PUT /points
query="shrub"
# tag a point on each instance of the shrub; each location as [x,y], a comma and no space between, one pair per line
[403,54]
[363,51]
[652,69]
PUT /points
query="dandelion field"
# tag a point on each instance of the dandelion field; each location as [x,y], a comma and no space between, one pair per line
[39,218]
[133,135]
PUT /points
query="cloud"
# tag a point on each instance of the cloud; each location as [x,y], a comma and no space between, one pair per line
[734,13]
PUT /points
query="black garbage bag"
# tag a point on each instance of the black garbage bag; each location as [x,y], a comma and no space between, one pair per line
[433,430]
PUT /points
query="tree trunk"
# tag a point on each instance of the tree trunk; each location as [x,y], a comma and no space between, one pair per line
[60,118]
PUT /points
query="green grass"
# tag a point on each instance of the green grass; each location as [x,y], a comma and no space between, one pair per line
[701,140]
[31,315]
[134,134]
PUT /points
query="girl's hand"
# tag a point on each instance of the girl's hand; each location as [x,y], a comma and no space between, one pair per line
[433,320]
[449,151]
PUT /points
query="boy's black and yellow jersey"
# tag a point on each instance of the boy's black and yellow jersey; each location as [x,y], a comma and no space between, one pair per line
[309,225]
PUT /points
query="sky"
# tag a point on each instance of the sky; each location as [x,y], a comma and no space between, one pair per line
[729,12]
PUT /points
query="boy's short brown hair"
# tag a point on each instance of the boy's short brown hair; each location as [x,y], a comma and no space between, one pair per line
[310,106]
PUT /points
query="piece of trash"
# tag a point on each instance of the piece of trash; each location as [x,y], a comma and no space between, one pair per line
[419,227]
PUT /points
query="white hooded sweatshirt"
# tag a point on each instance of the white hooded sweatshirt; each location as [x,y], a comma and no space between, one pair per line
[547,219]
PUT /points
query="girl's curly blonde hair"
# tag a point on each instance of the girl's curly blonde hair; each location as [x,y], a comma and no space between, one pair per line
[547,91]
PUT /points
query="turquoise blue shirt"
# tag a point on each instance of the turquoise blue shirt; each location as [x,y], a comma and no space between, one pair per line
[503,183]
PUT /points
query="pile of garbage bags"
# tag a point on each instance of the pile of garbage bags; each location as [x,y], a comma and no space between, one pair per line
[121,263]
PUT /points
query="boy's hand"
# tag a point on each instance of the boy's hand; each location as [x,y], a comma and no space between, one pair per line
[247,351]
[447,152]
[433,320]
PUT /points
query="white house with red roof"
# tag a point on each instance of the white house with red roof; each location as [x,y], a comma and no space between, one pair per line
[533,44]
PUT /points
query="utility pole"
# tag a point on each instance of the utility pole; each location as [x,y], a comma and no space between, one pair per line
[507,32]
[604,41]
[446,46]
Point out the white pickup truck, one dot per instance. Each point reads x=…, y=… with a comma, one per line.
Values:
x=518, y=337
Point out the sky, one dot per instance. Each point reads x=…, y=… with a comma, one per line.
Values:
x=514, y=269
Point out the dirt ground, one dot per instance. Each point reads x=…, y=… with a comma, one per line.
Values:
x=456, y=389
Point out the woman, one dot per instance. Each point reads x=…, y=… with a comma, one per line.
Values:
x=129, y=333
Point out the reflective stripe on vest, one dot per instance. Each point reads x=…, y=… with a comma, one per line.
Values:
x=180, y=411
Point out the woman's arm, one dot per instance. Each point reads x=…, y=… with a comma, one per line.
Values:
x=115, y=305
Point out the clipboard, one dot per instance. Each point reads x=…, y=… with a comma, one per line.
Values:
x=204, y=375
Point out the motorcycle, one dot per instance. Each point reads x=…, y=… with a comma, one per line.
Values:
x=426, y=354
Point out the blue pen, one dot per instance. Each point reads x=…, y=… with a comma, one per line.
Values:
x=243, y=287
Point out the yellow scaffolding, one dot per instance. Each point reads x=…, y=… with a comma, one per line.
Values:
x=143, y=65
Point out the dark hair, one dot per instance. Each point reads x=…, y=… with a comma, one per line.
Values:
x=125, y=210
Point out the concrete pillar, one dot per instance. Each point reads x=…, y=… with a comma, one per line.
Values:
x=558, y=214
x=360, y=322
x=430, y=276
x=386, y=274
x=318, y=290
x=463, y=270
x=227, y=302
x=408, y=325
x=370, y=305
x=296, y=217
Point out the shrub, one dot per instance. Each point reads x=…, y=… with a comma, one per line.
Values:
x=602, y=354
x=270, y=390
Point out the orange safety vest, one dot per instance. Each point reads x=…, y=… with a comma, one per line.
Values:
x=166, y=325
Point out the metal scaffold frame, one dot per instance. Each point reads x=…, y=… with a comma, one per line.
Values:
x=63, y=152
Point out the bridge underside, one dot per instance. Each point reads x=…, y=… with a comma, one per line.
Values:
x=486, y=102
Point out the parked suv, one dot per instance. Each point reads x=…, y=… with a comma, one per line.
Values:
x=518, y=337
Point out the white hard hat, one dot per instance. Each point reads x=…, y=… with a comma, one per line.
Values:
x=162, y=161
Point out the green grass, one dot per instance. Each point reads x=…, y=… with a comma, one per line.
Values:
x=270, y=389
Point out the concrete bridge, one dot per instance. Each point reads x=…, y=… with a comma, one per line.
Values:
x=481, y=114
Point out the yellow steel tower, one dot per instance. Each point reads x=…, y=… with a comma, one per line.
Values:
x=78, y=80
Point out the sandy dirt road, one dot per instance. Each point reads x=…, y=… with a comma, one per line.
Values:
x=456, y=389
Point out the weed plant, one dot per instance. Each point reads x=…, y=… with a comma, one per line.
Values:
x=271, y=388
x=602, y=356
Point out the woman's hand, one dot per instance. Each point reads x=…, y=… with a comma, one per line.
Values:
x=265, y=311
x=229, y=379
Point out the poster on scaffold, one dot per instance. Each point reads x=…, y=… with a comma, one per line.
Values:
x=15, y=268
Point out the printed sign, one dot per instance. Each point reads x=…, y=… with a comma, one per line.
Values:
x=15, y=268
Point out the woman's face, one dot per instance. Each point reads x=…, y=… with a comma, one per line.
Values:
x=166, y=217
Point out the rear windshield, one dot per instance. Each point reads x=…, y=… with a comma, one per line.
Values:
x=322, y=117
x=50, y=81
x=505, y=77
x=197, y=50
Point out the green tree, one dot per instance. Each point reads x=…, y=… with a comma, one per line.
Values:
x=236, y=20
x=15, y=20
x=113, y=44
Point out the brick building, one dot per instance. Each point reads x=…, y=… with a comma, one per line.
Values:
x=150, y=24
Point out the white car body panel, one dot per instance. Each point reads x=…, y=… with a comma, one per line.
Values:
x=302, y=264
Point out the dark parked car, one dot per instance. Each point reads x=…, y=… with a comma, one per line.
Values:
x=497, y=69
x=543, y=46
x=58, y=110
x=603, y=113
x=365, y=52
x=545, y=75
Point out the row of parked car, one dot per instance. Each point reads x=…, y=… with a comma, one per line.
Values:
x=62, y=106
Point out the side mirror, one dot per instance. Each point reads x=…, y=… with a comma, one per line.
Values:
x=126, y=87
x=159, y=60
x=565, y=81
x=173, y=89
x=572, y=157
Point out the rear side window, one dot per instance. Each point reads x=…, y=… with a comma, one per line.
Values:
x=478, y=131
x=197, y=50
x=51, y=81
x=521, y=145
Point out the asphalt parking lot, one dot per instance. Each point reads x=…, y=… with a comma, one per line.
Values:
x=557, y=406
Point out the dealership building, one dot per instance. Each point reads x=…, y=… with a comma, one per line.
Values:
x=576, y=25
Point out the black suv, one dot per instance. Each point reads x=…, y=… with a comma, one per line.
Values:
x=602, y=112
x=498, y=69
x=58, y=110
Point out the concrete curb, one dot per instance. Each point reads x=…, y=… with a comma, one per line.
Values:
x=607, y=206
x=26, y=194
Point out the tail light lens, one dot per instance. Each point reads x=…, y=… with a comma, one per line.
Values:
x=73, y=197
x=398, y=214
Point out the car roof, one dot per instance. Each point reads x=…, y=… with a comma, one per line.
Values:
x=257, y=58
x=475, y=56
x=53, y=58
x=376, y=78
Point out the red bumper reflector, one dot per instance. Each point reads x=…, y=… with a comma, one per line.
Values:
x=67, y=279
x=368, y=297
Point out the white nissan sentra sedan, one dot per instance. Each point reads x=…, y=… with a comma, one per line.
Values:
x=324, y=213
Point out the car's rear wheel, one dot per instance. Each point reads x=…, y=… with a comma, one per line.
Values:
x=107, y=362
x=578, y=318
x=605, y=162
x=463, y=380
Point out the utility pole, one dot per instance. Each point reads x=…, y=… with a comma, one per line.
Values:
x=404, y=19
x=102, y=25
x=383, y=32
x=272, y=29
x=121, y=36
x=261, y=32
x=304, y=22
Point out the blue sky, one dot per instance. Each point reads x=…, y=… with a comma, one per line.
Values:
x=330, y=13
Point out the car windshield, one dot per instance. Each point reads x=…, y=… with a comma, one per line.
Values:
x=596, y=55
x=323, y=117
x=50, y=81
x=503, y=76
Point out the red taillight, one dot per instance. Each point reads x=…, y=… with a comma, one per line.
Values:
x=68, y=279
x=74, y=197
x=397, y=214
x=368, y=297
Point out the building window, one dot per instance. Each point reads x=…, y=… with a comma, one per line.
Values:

──────────

Render the stretch from the line containing "Point out the utility" through the end of the records as a Markdown table with the columns Row and Line, numbering each line and leaving out any blank ones.

| Row | Line |
|---|---|
| 1 | Point out the utility pole, one dot per instance. Each point reads x=…, y=… with a comma, one per line. |
| 2 | Values: |
| 3 | x=404, y=19 |
| 4 | x=102, y=25 |
| 5 | x=383, y=32 |
| 6 | x=272, y=29 |
| 7 | x=121, y=36 |
| 8 | x=261, y=32 |
| 9 | x=304, y=22 |
| 10 | Point out the blue sky, one dot per instance. Each point reads x=…, y=… with a comma, one per line. |
| 11 | Values: |
| 12 | x=330, y=13 |
| 13 | Point out the car windshield, one dot per instance. Each point reads x=…, y=… with a comma, one per line. |
| 14 | Values: |
| 15 | x=596, y=55 |
| 16 | x=323, y=117 |
| 17 | x=50, y=81 |
| 18 | x=503, y=76 |
| 19 | Point out the red taillight, one dot per instance. Each point reads x=…, y=… with a comma, one per line. |
| 20 | Values: |
| 21 | x=68, y=279 |
| 22 | x=74, y=197 |
| 23 | x=397, y=214 |
| 24 | x=368, y=297 |
| 25 | Point out the building window, one dot per instance. Each point reads x=…, y=… with a comma, one per line. |
| 26 | Values: |